DATASET RECORDS:
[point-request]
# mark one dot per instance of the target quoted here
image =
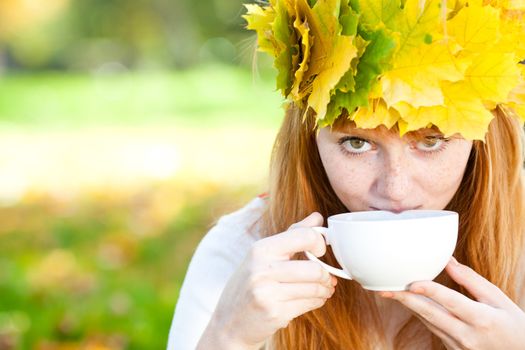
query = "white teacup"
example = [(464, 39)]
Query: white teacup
[(386, 251)]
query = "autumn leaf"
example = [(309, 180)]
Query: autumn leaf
[(377, 113), (304, 30), (260, 20), (373, 63), (418, 23), (418, 72), (379, 13), (412, 118), (493, 75), (286, 38), (337, 65), (463, 111), (475, 27), (331, 54)]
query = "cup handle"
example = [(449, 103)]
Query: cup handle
[(334, 271)]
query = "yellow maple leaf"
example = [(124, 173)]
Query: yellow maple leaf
[(334, 68), (464, 112), (261, 20), (517, 97), (420, 21), (475, 27), (330, 55), (417, 73), (304, 32), (493, 75), (376, 114)]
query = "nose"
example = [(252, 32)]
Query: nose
[(393, 184)]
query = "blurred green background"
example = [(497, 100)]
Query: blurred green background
[(127, 128)]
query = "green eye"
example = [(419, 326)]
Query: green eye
[(357, 143), (431, 141)]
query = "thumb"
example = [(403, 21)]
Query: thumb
[(314, 219)]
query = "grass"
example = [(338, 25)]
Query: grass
[(209, 96), (102, 269)]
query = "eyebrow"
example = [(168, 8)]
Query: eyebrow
[(420, 133)]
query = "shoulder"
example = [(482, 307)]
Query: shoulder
[(237, 229), (226, 244), (217, 257)]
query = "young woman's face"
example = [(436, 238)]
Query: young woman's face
[(377, 169)]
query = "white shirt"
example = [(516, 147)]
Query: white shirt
[(218, 255)]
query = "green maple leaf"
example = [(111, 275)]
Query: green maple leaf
[(373, 62), (379, 13), (286, 36)]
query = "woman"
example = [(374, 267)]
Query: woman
[(364, 133)]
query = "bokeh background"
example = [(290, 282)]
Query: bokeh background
[(127, 128)]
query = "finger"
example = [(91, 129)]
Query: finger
[(294, 291), (454, 302), (314, 219), (483, 290), (296, 271), (431, 312)]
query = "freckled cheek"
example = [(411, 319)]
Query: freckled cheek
[(438, 189), (350, 182)]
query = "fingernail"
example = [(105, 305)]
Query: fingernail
[(418, 290), (334, 281)]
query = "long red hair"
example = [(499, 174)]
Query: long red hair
[(489, 201)]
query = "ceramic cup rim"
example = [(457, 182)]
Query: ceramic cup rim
[(430, 214)]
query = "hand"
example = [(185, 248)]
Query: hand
[(269, 289), (492, 321)]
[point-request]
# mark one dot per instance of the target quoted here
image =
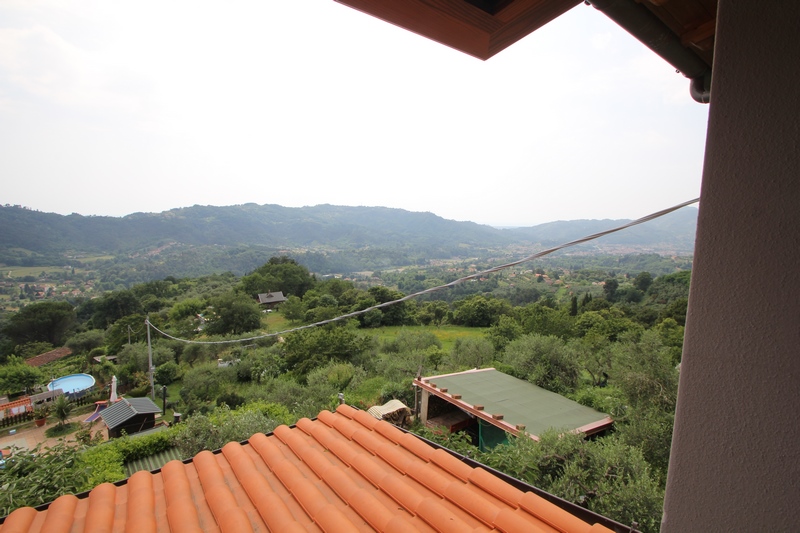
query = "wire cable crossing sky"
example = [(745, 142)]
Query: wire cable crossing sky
[(492, 270)]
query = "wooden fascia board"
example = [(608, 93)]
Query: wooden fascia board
[(443, 23), (462, 26), (464, 406)]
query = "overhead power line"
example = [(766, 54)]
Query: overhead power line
[(475, 275)]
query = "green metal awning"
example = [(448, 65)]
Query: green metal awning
[(512, 404)]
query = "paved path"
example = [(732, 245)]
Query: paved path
[(31, 436)]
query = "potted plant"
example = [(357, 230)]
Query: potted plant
[(40, 413)]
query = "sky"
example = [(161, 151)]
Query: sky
[(116, 107)]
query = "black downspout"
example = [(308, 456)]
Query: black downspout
[(647, 28)]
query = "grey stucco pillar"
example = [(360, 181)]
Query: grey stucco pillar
[(735, 460)]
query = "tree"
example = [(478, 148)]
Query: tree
[(543, 320), (113, 306), (469, 352), (278, 274), (42, 322), (546, 361), (16, 376), (395, 314), (480, 311), (62, 408), (40, 476), (610, 289), (506, 330), (137, 356), (643, 280), (642, 367), (235, 314), (307, 349), (293, 308), (203, 383), (85, 341)]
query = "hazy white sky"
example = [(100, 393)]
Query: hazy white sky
[(114, 107)]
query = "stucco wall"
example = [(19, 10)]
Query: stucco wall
[(735, 463)]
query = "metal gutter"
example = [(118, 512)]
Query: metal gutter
[(650, 31)]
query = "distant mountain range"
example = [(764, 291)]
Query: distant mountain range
[(324, 229)]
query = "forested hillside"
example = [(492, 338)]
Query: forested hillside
[(608, 337)]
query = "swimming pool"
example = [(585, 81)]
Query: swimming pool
[(72, 383)]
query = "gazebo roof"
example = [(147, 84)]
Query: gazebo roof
[(125, 409), (512, 404)]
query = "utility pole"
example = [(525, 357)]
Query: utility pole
[(150, 359)]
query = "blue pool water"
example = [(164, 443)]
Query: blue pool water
[(72, 383)]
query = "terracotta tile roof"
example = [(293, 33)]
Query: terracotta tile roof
[(344, 471), (48, 357), (513, 404)]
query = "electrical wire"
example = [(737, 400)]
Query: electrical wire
[(480, 274)]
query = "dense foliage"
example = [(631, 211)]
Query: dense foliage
[(609, 337)]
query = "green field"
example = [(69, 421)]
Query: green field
[(447, 334)]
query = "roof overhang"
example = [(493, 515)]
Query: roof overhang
[(680, 31), (480, 28), (440, 386)]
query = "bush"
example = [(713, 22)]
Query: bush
[(211, 432), (167, 373), (40, 476)]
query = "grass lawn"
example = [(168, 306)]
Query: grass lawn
[(275, 321), (446, 334)]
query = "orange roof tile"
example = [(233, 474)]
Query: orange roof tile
[(344, 471)]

TASK TO COMPLETE: Return exactly what appears from the opening line of the material through the line with "example = [(309, 180)]", apart from the pictures.

ANSWER BOX:
[point-request]
# mark one dot per instance of the target quoted here
image =
query = "white teacup"
example = [(464, 39)]
Query: white teacup
[(386, 251)]
query = "autumn leaf"
example = [(309, 180)]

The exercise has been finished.